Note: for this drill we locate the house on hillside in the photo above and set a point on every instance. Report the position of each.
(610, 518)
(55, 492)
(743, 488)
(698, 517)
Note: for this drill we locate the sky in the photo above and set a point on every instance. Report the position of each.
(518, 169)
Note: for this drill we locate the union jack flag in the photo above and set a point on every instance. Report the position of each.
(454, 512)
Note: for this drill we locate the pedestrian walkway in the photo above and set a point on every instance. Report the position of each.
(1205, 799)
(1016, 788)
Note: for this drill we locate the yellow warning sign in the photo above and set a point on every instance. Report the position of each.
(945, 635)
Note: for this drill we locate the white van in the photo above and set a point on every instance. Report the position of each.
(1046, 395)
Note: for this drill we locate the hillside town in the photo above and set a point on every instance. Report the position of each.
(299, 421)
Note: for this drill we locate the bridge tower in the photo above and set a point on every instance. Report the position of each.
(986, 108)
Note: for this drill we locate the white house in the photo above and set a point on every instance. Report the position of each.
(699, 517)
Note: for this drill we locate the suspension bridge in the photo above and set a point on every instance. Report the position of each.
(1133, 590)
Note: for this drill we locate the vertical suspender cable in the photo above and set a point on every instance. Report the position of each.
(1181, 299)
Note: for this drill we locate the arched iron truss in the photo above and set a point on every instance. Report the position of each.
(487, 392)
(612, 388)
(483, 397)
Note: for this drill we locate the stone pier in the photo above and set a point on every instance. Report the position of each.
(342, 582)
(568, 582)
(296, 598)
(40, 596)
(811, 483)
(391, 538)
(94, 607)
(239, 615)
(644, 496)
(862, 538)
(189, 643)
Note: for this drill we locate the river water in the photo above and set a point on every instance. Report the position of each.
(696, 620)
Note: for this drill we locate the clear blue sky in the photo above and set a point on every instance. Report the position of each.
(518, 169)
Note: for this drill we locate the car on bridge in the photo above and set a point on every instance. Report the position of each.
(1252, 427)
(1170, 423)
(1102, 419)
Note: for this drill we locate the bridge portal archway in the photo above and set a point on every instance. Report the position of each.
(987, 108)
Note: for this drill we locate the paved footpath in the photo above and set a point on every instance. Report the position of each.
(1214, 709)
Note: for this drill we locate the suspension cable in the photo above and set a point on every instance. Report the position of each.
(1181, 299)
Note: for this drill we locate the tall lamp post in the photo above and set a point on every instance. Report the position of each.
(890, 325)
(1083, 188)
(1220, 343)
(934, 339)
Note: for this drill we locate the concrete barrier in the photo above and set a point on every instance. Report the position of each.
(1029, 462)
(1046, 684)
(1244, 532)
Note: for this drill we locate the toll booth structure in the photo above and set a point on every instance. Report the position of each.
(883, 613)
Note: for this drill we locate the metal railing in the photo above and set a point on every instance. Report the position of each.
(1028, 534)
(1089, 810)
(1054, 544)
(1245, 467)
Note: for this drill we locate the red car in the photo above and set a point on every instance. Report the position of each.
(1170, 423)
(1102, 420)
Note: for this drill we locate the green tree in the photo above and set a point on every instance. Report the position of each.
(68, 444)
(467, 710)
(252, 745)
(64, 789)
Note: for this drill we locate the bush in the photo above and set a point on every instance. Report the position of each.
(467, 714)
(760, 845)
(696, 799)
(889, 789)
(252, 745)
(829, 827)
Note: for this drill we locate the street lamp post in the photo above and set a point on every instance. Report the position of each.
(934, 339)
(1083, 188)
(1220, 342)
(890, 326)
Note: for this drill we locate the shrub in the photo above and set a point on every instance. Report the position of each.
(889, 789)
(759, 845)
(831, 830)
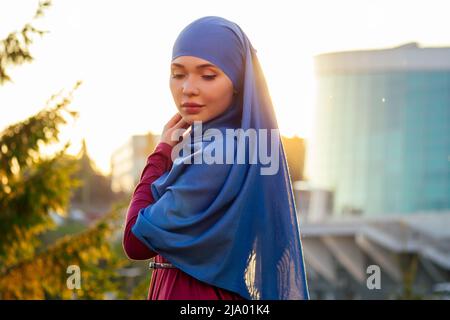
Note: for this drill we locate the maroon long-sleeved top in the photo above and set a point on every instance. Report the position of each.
(166, 284)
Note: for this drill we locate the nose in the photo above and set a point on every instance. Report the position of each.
(190, 87)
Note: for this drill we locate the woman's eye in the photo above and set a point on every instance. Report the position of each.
(209, 77)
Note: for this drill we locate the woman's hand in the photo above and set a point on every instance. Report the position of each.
(176, 122)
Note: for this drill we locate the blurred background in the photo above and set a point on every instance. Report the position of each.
(361, 90)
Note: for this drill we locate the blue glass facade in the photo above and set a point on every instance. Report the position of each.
(383, 140)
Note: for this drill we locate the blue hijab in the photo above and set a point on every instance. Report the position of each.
(227, 224)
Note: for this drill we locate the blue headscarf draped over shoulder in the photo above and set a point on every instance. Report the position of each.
(226, 224)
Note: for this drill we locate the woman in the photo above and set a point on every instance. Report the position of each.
(217, 230)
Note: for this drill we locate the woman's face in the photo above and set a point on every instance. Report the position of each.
(194, 80)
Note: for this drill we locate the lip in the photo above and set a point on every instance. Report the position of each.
(192, 108)
(191, 105)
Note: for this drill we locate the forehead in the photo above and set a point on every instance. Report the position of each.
(191, 62)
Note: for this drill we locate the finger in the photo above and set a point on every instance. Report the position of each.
(174, 120)
(181, 124)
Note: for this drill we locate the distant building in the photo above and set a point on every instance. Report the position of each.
(380, 167)
(129, 160)
(295, 154)
(383, 130)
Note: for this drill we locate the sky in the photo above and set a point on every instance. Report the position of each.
(121, 51)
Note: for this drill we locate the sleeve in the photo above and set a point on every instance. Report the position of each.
(157, 164)
(185, 219)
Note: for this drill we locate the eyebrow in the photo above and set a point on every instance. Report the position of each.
(205, 65)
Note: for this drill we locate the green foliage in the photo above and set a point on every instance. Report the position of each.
(14, 49)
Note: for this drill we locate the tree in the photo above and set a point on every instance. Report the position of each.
(32, 187)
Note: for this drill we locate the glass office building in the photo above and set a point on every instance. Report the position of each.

_TASK DETAILS_: Omit pictures; set down the rest of the material word for word.

_RESULT FOR THIS TASK_:
Note: for this drill we locate the house on hillside in the photo above and set a point on every instance. Report the position of each.
(610, 518)
(55, 492)
(743, 488)
(698, 517)
Note: for this drill we locate the sky in the photo above and set a point on every instance. Report the position of each.
(518, 169)
Note: for this drill we locate the union jack flag in the photo above and set a point on every instance. Report the position of each.
(454, 512)
Note: for this drill we locate the pedestrian walkway in the photo above and set a point on every instance. Report the position of each.
(1205, 799)
(1016, 788)
Note: for this drill we locate the yellow warning sign in the photo above and set a point on every instance. Report the position of each.
(945, 635)
Note: for this drill we locate the white van in the photo above and set a point on every instance. Report the position of each.
(1046, 395)
Note: for this drill we locate the hillside town in the photo above and set a point on every instance. Report the position of each.
(299, 421)
Note: for this drill we locate the bridge tower in the photo above and set a point on every instance. Report the position of each.
(986, 108)
Note: for this drill we locate the white house in the photo above and set a point on every instance. Report the position of each.
(699, 517)
Note: for this drill we locate the suspension bridge in the photo above and set a point on every instance. Report the position of each.
(1133, 590)
Note: for this drill we locate the vertical suspender cable in the photo above and set a point on every instance. Report the position of each.
(1181, 299)
Note: for this drill we locate the arched iron truss in the photo above and set a point on every instance. Report the position of each.
(487, 392)
(612, 388)
(483, 397)
Note: for this drill we locate the stone pier in the photo above and set a point on every instance. Report the position of each.
(342, 582)
(568, 582)
(296, 598)
(40, 596)
(811, 483)
(391, 538)
(94, 607)
(239, 615)
(644, 496)
(862, 538)
(189, 643)
Note: for this drill we locate the river water in the photo above and set a point on every instance. Report the position of each.
(696, 620)
Note: for this drill we locate the clear blue sky in the photo above and set a point on every instance. Report the position of each.
(518, 169)
Note: for this drill we locate the car on bridge in the photo above and set a point on every instance. Report the position of each.
(1252, 427)
(1170, 423)
(1102, 419)
Note: for this drill we locate the bridge portal archway in the photo above and set a point on every instance. Report the position of each.
(987, 108)
Note: for this drill we locate the paved footpath in the photo above and set a point on every instance. Report the position of each.
(1214, 709)
Note: for this drill we locate the suspension cable in the photo above and set a point on every instance. Report the position of each.
(1181, 299)
Note: for this drill we locate the tall lamp post in the photo above and set a point on every instance. Report the position of each.
(890, 325)
(1083, 188)
(1220, 343)
(934, 339)
Note: for this drill we locate the concrete barrier in the photo above and set a point on every instance. Report the position of each.
(1029, 462)
(1046, 684)
(1244, 532)
Note: for this drill we locate the toll booth structure in the photo above and set a point on every instance. Report the position of each.
(883, 613)
Note: for this drill we locate the metal railing in the photo above and set a point on every instance. Report the position of each.
(1028, 534)
(1089, 810)
(1054, 544)
(1245, 467)
Note: for this drill we locate the red car in the photo above and set a point on every instance. Report the position of each.
(1170, 423)
(1102, 420)
Note: for this drill we locate the green tree in the photo above and set a point on every instance. Report the position of each.
(68, 444)
(467, 710)
(252, 745)
(64, 789)
Note: for this drill we locate the bush in the photo above and set a point on every instance. Report the position of each.
(467, 714)
(760, 845)
(696, 799)
(889, 789)
(252, 745)
(829, 827)
Note: for this drill we locate the street lamp post in the photo above and set a point on every instance. Report the position of each.
(934, 339)
(1083, 188)
(1220, 342)
(890, 326)
Note: for this drill we locate the shrub in the photo above and set a point on every instance. Report the position of each.
(889, 789)
(759, 845)
(831, 830)
Note: for this drill we locate the maroon long-sleeved top in the photo above and set a point on every instance. Report the position of each.
(166, 284)
Note: for this drill we locate the nose in the photo above and set a point on every instance. Report the position of each.
(190, 87)
Note: for this drill we locate the woman's eye in the photo above and set a point on every instance. Report the position of each.
(209, 77)
Note: for this drill we locate the woman's hand in the photo above and set a point on every instance. Report the position of each.
(176, 122)
Note: for this drill we locate the blurred background in the photo above and set a point on every instance. Report the position of each.
(361, 90)
Note: for this drill we locate the blue glass facade in the photo above and set a point on every instance. Report the position of each.
(383, 140)
Note: for this drill we locate the blue hijab in the photo above and set a point on every instance. Report the position of each.
(227, 224)
Note: for this drill we locate the blue headscarf draped over shoulder in the photo above and set a point on every instance. Report the position of each.
(226, 224)
Note: for this drill we locate the woman in the photo above and set a point on every instance. Report the position of each.
(217, 230)
Note: for this drill we locate the woman's face in the photo above and set a point on every instance. Report the position of each.
(194, 80)
Note: for this drill we locate the lip in the photo above and set a point on every instance. Report the position of each.
(192, 108)
(191, 105)
Note: for this drill we locate the forehead in the photo above and set a point on every instance. Report the position of each.
(191, 62)
Note: for this drill we locate the finger in the photo above and set a point on every instance. Report the position of each.
(174, 120)
(181, 124)
Note: for this drill we locate the distant building in the photo above and set a point on every instance. Report the position of each.
(380, 167)
(129, 160)
(295, 154)
(383, 130)
Note: for this drill we locate the sky in the photo above and set a point on every instance. Report the position of each.
(121, 51)
Note: for this drill we locate the sleeve in the photo above and set a point on every instance. Report the position of each.
(157, 164)
(185, 219)
Note: for this drill we locate the eyebrow in the photo above and set a point on every instance. Report the position of each.
(205, 65)
Note: for this drill we locate the green foliage in the photo above and set a point on every instance. Report the position of each.
(14, 49)
Note: for this drill we locate the tree in the photo above and set a point on every instance. Report the position of each.
(32, 187)
Note: for this drill we locate the glass office building in the photo above and set a point on every instance. Report the position of each.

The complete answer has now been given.